What you have to do — In the lines below, switch "goalkeeper" to "keeper" and write them out again with everything else unchanged. Leave the pictures out.

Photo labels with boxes
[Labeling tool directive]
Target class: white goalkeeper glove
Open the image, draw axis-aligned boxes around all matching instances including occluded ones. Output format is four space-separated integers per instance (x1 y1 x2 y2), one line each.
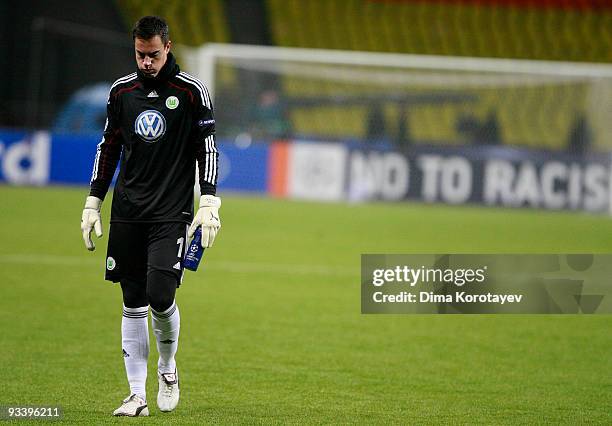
189 195 221 248
81 195 102 251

Result for this task —
[Labeling tool directive]
Target class: white keeper glove
Open the image, draw axis-aligned boxes around all matching instances including occluded ones. Output format is four space-separated integers per instance (x1 y1 x2 y2), one line each.
189 195 221 248
81 195 102 251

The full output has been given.